Task instructions:
Rewrite all of the material below as a numbered list, one line per item, without blank lines and without the pictures.
++++++
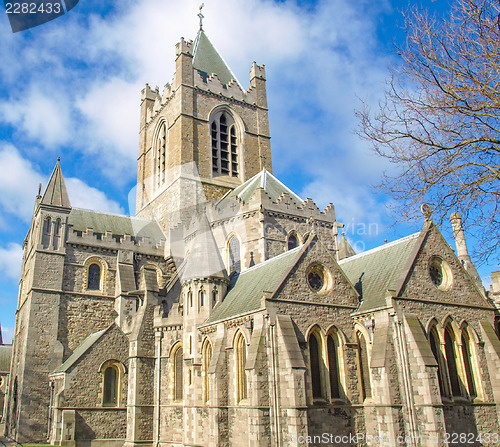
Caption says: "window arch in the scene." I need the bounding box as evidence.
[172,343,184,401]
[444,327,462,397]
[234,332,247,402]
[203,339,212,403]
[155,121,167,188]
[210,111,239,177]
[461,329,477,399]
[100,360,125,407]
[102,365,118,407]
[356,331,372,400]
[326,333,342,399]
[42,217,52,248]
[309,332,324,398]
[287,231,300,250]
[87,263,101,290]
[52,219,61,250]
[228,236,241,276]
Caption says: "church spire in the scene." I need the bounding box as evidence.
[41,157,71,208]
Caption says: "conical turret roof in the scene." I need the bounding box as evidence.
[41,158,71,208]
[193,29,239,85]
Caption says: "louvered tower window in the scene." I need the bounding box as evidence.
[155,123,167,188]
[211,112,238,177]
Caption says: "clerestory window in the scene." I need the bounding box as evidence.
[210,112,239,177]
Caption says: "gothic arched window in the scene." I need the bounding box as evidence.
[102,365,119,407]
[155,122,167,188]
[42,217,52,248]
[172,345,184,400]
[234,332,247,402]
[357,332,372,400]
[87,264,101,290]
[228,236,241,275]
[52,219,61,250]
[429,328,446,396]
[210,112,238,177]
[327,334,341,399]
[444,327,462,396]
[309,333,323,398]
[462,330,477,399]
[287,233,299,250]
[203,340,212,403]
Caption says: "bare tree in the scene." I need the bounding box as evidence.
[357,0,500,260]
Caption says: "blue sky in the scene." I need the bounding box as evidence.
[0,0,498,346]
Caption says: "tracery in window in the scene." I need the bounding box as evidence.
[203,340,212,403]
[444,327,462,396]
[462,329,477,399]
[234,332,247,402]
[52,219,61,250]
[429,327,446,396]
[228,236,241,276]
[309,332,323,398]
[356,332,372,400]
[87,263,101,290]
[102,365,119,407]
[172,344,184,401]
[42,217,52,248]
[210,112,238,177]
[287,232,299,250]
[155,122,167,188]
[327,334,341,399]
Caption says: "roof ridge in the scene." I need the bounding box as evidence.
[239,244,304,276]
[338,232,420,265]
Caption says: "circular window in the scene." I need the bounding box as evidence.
++++++
Exercise answer:
1. Caption says: "window arch in the scene." I need the bounding box as evidence.
2. [172,343,184,401]
3. [444,327,462,397]
4. [234,332,247,402]
5. [203,339,212,403]
6. [155,121,167,188]
7. [210,111,239,177]
8. [461,329,477,399]
9. [100,360,125,407]
10. [102,365,118,407]
11. [356,331,372,400]
12. [326,333,342,399]
13. [42,217,52,248]
14. [309,332,324,398]
15. [287,231,300,250]
16. [87,263,101,290]
17. [52,219,61,250]
18. [228,236,241,276]
19. Caption says: "church spire in the scene." I need the bounding box as evidence.
20. [41,157,71,208]
21. Caption says: "conical turret roof in the scene." I need the bounding box as evidence.
22. [41,158,71,208]
23. [193,29,239,85]
24. Caption says: "louvered tower window in the scene." I need the bounding box as evidence.
25. [155,123,167,188]
26. [211,112,238,177]
27. Caption says: "clerestory window in the scene." I need the bounding box as evidence.
28. [210,112,239,177]
29. Caption says: "gothic arched window in the scene." I need the bounding box as evidence.
30. [102,365,119,407]
31. [155,122,167,188]
32. [42,217,52,248]
33. [172,345,184,400]
34. [234,332,247,402]
35. [357,332,372,400]
36. [87,264,101,290]
37. [228,236,241,275]
38. [52,219,61,250]
39. [429,328,446,396]
40. [210,112,238,177]
41. [327,334,341,399]
42. [444,327,462,396]
43. [309,333,323,398]
44. [462,330,477,399]
45. [287,233,299,250]
46. [203,340,212,403]
47. Caption says: "bare tree in the scene." I need the bounding box as evidence.
48. [357,0,500,260]
49. Caption says: "blue sky in the scene." I need the bounding box as evidence.
50. [0,0,498,346]
51. Caption says: "tracery in window in the scene." I need the bounding box as evidence.
52. [203,340,212,403]
53. [444,327,462,396]
54. [462,329,477,399]
55. [234,332,247,402]
56. [52,219,61,250]
57. [429,327,446,396]
58. [228,236,241,276]
59. [309,332,323,398]
60. [356,332,372,400]
61. [87,263,101,290]
62. [102,365,119,407]
63. [172,344,184,401]
64. [42,217,52,248]
65. [210,112,238,177]
66. [287,232,299,250]
67. [155,122,167,188]
68. [327,334,341,399]
69. Caption says: "roof ridge in the scene." I need the bounding box as evidence.
70. [239,244,304,276]
71. [338,232,420,265]
72. Caption says: "circular window in the scene." I need the bounding box as evidence.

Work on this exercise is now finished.